(STATED PROBLEM):
Reproduce the material from the line containing "Mark the region of each instance of the window;" up to and including the line containing "46 17 L 39 17", keeping the requests and their sample layouts unchanged. Scale every viewBox value and outline coordinate in the answers by 1.7, rounding each to the nearest whole number with halves rounded up.

══ GIVEN DATA ══

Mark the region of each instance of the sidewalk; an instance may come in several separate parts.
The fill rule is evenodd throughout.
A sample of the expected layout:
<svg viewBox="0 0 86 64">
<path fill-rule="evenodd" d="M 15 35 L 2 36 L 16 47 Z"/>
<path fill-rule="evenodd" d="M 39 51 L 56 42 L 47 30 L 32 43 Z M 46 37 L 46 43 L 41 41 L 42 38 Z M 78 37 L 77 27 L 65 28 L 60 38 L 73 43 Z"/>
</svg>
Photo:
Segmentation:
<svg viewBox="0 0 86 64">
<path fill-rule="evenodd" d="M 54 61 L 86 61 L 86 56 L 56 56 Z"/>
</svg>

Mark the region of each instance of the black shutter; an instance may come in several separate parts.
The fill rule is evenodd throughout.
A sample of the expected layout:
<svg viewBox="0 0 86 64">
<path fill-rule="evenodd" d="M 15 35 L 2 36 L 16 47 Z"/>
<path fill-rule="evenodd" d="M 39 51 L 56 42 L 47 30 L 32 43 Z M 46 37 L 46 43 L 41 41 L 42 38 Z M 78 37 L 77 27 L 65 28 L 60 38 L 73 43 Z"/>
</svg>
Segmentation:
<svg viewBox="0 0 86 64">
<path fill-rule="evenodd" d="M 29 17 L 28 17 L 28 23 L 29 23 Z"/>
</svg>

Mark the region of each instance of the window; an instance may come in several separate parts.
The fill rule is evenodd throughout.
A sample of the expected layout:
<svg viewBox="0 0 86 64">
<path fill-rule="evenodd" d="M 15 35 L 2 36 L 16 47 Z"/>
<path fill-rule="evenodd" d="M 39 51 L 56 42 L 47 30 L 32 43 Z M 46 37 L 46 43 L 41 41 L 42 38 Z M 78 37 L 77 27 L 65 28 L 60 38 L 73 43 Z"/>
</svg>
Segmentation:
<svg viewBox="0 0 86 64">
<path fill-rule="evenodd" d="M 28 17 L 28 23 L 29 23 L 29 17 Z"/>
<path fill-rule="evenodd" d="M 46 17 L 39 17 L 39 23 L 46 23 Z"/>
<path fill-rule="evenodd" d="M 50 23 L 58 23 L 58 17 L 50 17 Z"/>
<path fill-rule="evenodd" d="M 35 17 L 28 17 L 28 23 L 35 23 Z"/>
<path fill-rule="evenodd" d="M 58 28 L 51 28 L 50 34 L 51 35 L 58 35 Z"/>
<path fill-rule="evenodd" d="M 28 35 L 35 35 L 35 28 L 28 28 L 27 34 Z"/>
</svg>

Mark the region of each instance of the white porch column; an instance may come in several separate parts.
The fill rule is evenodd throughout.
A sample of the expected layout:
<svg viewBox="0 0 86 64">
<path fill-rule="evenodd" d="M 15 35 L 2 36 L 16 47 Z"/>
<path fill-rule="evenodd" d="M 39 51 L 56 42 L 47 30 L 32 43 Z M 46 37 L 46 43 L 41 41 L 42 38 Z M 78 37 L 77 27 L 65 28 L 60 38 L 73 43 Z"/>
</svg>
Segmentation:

═══

(COMPLETE ANSWER):
Mark the region of each instance of the window; an instance may come in several separate parts.
The fill rule is evenodd throughout.
A sample of the expected layout:
<svg viewBox="0 0 86 64">
<path fill-rule="evenodd" d="M 15 35 L 2 36 L 16 47 Z"/>
<path fill-rule="evenodd" d="M 39 51 L 56 42 L 47 30 L 32 43 Z M 46 37 L 46 43 L 41 41 L 42 38 Z M 78 37 L 77 27 L 65 28 L 60 38 L 73 43 Z"/>
</svg>
Segmentation:
<svg viewBox="0 0 146 109">
<path fill-rule="evenodd" d="M 48 29 L 48 39 L 49 39 L 49 29 Z"/>
<path fill-rule="evenodd" d="M 78 29 L 66 29 L 66 39 L 78 39 Z"/>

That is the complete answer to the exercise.